• **Task item**
Give all the data again exactly.

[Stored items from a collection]
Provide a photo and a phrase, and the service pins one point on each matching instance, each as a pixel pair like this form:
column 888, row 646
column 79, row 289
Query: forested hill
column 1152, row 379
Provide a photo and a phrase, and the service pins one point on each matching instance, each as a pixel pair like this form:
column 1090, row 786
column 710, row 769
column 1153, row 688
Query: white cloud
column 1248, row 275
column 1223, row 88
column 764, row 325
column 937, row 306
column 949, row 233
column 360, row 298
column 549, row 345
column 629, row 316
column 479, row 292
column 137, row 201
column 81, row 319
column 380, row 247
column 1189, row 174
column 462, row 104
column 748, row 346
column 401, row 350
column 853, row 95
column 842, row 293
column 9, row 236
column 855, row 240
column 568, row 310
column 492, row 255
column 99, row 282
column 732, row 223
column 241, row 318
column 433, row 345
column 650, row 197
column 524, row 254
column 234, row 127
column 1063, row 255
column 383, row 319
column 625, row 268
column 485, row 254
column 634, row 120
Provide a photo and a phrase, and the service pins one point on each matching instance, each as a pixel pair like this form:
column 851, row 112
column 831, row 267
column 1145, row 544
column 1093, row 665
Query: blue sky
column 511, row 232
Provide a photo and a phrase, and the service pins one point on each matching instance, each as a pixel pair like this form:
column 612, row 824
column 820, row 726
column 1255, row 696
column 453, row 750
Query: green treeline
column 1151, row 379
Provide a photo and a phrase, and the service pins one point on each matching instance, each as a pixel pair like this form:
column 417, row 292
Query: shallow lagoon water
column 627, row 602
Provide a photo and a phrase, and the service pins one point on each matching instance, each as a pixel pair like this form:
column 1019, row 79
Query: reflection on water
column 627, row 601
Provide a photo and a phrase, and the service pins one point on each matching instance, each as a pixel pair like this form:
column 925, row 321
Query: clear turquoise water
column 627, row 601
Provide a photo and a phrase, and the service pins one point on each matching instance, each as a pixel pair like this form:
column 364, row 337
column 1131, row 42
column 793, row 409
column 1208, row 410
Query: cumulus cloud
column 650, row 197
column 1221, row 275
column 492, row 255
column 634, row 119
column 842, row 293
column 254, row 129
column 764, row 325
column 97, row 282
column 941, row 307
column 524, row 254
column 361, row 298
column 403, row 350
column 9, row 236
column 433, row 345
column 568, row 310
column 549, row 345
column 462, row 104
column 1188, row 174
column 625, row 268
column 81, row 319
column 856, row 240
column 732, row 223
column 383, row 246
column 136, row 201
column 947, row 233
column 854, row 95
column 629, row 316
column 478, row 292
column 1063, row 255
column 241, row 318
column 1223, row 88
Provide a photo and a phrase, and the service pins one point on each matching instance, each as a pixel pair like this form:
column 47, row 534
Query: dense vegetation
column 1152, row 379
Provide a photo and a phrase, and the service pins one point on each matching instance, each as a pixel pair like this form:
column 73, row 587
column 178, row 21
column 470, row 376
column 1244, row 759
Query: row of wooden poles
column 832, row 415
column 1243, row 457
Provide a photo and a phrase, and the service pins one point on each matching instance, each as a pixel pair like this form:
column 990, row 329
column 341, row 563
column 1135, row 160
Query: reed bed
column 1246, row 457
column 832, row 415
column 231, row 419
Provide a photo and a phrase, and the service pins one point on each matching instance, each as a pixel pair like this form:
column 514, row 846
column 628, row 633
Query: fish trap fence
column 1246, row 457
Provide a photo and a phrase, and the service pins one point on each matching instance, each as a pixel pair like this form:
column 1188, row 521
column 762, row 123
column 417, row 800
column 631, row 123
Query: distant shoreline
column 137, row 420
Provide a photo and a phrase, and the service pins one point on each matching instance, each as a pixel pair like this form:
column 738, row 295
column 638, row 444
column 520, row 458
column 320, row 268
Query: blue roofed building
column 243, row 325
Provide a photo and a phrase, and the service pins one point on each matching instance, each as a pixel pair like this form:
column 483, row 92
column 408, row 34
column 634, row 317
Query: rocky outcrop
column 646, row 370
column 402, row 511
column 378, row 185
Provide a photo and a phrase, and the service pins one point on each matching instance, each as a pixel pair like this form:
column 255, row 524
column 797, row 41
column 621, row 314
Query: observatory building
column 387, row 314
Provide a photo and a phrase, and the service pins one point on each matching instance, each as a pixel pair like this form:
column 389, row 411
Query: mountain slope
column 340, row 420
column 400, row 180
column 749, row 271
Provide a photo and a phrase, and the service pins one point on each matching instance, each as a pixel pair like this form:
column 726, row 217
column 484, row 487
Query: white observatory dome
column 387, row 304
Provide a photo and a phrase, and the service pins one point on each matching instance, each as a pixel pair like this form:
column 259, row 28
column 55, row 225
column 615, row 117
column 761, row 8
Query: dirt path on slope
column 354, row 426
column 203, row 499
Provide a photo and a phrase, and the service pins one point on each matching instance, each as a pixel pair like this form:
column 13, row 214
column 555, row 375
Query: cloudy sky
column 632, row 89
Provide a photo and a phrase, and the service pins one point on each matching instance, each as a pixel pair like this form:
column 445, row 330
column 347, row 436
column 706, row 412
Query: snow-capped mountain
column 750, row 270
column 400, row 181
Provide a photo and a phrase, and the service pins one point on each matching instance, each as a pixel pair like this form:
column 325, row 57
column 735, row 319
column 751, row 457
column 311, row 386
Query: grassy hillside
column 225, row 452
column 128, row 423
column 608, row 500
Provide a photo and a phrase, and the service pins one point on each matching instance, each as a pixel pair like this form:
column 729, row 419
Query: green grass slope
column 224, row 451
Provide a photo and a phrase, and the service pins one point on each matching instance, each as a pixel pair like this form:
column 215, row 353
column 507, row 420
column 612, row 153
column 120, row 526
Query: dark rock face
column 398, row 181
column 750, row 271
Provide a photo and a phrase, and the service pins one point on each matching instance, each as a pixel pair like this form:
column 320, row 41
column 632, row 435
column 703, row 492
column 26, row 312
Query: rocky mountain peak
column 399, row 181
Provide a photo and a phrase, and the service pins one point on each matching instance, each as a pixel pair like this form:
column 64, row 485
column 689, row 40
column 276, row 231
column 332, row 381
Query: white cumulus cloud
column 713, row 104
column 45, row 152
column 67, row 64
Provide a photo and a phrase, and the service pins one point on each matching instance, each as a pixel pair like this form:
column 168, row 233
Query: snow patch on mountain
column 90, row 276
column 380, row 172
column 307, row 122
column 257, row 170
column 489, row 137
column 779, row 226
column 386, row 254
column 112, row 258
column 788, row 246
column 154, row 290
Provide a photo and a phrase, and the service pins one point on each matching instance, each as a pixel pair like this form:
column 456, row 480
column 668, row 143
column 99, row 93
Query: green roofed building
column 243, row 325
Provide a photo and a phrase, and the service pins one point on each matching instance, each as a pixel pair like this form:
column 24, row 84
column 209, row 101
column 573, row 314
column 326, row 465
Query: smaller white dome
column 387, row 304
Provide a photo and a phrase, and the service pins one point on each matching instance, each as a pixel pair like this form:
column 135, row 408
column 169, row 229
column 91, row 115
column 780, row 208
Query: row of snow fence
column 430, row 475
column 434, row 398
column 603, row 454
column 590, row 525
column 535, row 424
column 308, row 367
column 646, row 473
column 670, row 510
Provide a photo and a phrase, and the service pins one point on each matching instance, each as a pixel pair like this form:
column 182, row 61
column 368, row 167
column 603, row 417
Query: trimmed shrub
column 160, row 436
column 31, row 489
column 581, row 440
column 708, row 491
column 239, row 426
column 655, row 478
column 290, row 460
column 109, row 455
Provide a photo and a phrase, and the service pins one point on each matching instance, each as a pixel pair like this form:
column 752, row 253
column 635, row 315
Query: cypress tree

• **Written answer**
Provide a photo and a phrase, and the service pins one point on each matching instance, each as a pixel pair like this form:
column 888, row 646
column 79, row 289
Query: forested hill
column 1152, row 379
Provide a photo and a phrase, and the service pins one point on each matching instance, each as a pixel pair like this form:
column 1090, row 786
column 710, row 769
column 1153, row 688
Query: white cloud
column 1248, row 275
column 1223, row 88
column 764, row 325
column 937, row 306
column 949, row 233
column 360, row 298
column 549, row 345
column 629, row 316
column 479, row 292
column 137, row 201
column 81, row 319
column 380, row 247
column 1189, row 174
column 462, row 104
column 748, row 346
column 401, row 350
column 853, row 95
column 842, row 293
column 9, row 236
column 855, row 240
column 568, row 310
column 492, row 255
column 99, row 282
column 732, row 223
column 241, row 318
column 433, row 345
column 650, row 197
column 524, row 254
column 234, row 127
column 1063, row 255
column 383, row 319
column 625, row 268
column 485, row 254
column 634, row 120
Provide a photo and a phrase, and the service pins one point on each matching instance, each as a pixel pair like this form:
column 851, row 112
column 831, row 267
column 1145, row 544
column 1093, row 665
Query: blue sky
column 511, row 232
Provide a photo and a phrase, and the service pins one point on each matching instance, each as a pixel pair like this form:
column 612, row 824
column 820, row 726
column 1255, row 696
column 453, row 750
Query: green treeline
column 1151, row 379
Provide a photo and a phrase, and the service pins one point on each matching instance, each as a pixel pair like this form:
column 417, row 292
Query: shallow lagoon water
column 627, row 602
Provide a photo and a phrase, and the service pins one point on each matching instance, each as a pixel pair like this form:
column 1019, row 79
Query: reflection on water
column 627, row 601
Provide a photo and a phrase, and the service pins one point on each matching instance, each as a pixel pair like this form:
column 925, row 321
Query: clear turquoise water
column 627, row 601
Provide a photo and a phrase, and the service pins one point on each matching instance, each as a pixel pair like this form:
column 364, row 337
column 1131, row 42
column 793, row 409
column 1208, row 410
Query: cumulus cloud
column 650, row 197
column 1221, row 275
column 492, row 255
column 634, row 119
column 842, row 293
column 254, row 129
column 764, row 325
column 97, row 282
column 941, row 307
column 524, row 254
column 361, row 298
column 403, row 350
column 9, row 236
column 433, row 345
column 568, row 310
column 549, row 345
column 462, row 104
column 1188, row 174
column 625, row 268
column 81, row 319
column 856, row 240
column 732, row 223
column 383, row 246
column 136, row 201
column 947, row 233
column 854, row 95
column 629, row 316
column 478, row 292
column 1063, row 255
column 241, row 318
column 1223, row 88
Provide a photo and a phrase, and the service pins one point on each matching instance, each as a pixel pair like this form:
column 47, row 534
Query: dense vegetation
column 1152, row 379
Provide a photo and a phrase, and the service pins one point on each matching instance, each as a pixel pair like this form:
column 73, row 587
column 178, row 21
column 470, row 376
column 1244, row 759
Query: row of wooden poles
column 832, row 415
column 1243, row 457
Provide a photo and a phrase, and the service pins one point on each matching instance, each as a pixel pair like this form:
column 990, row 329
column 341, row 563
column 1135, row 160
Query: reed bed
column 1246, row 457
column 832, row 415
column 231, row 419
Provide a photo and a phrase, and the service pins one point on each matching instance, each as a pixel pair like this form:
column 514, row 846
column 628, row 633
Query: fish trap fence
column 1246, row 457
Provide a photo and a phrase, and the service pins one point on each matching instance, each as a pixel pair like this form:
column 1188, row 521
column 762, row 123
column 417, row 800
column 631, row 123
Query: distant shoreline
column 137, row 420
Provide a photo and a phrase, and the service pins one point on each matching instance, each as a pixel pair like this form:
column 738, row 295
column 638, row 444
column 520, row 458
column 320, row 268
Query: blue roofed building
column 243, row 325
Provide a photo and a phrase, and the service pins one point on each matching instance, each as a pixel pair like this form:
column 483, row 92
column 408, row 34
column 634, row 317
Query: rocky outcrop
column 646, row 370
column 402, row 511
column 378, row 185
Provide a photo and a phrase, and the service pins one point on each matching instance, each as a pixel pair like this form:
column 255, row 524
column 797, row 41
column 621, row 314
Query: observatory building
column 387, row 314
Provide a photo and a phrase, and the service pins one point on each matching instance, each as a pixel pair like this form:
column 389, row 411
Query: mountain slope
column 340, row 420
column 400, row 180
column 749, row 271
Provide a photo and a phrase, and the service pins one point on each matching instance, each as a pixel pair like this form:
column 726, row 217
column 484, row 487
Query: white observatory dome
column 387, row 304
Provide a photo and a phrase, and the service pins one point on each matching instance, each as a pixel pair like this form:
column 259, row 28
column 55, row 225
column 615, row 117
column 761, row 8
Query: dirt path on slope
column 354, row 426
column 203, row 499
Provide a photo and a phrase, and the service pins one point on each matching instance, each as a pixel pair like this form:
column 13, row 214
column 555, row 375
Query: cloudy sky
column 632, row 89
Provide a photo and a phrase, and the service pins one point on each matching instance, each as a pixel pair like this form:
column 445, row 330
column 347, row 436
column 706, row 412
Query: snow-capped mountain
column 750, row 270
column 400, row 181
Provide a photo and a phrase, and the service pins one point on each matching instance, each as a pixel pair like this form:
column 325, row 57
column 735, row 319
column 751, row 457
column 311, row 386
Query: grassy hillside
column 225, row 452
column 128, row 423
column 608, row 500
Provide a photo and a phrase, and the service pins one point on each matching instance, each as a pixel pair like this form:
column 729, row 419
Query: green grass slope
column 224, row 451
Provide a photo and a phrase, and the service pins one point on each matching instance, each as a pixel pair like this form:
column 215, row 353
column 507, row 420
column 612, row 153
column 120, row 526
Query: dark rock face
column 398, row 181
column 750, row 271
Provide a photo and a phrase, and the service pins one point on each matching instance, each as a pixel pair like this form:
column 320, row 41
column 632, row 435
column 703, row 492
column 26, row 312
Query: rocky mountain peak
column 399, row 181
Provide a photo and a phrase, and the service pins one point on each matching instance, each as a pixel pair like this form:
column 64, row 485
column 689, row 40
column 276, row 231
column 332, row 381
Query: white cumulus cloud
column 713, row 104
column 45, row 152
column 67, row 64
Provide a photo and a phrase, and the service pins one point on each matching instance, each as a pixel pair like this form:
column 168, row 233
Query: snow patch on mountain
column 90, row 276
column 380, row 172
column 307, row 122
column 257, row 170
column 489, row 137
column 779, row 226
column 386, row 254
column 112, row 258
column 788, row 246
column 154, row 290
Provide a photo and a phrase, and the service pins one point on each matching instance, each as a pixel pair like this form:
column 456, row 480
column 668, row 143
column 99, row 93
Query: green roofed building
column 243, row 325
Provide a photo and a phrase, and the service pins one point on each matching instance, each as a pixel pair like this form:
column 24, row 84
column 209, row 101
column 573, row 314
column 326, row 465
Query: smaller white dome
column 387, row 304
Provide a photo and a phrase, and the service pins one point on each matching instance, each as a pixel pair like this form:
column 135, row 408
column 169, row 229
column 91, row 115
column 780, row 208
Query: row of snow fence
column 430, row 475
column 434, row 398
column 603, row 454
column 590, row 525
column 535, row 424
column 308, row 367
column 646, row 473
column 670, row 510
Provide a photo and a phrase, and the service pins one point on each matching instance, each as a pixel pair like this form:
column 182, row 61
column 368, row 167
column 603, row 417
Query: trimmed shrub
column 160, row 436
column 31, row 489
column 581, row 440
column 708, row 491
column 239, row 426
column 655, row 478
column 290, row 460
column 109, row 455
Provide a photo and a phrase, and the service pins one point on each matching instance, each as a pixel pair like this form:
column 752, row 253
column 635, row 315
Query: cypress tree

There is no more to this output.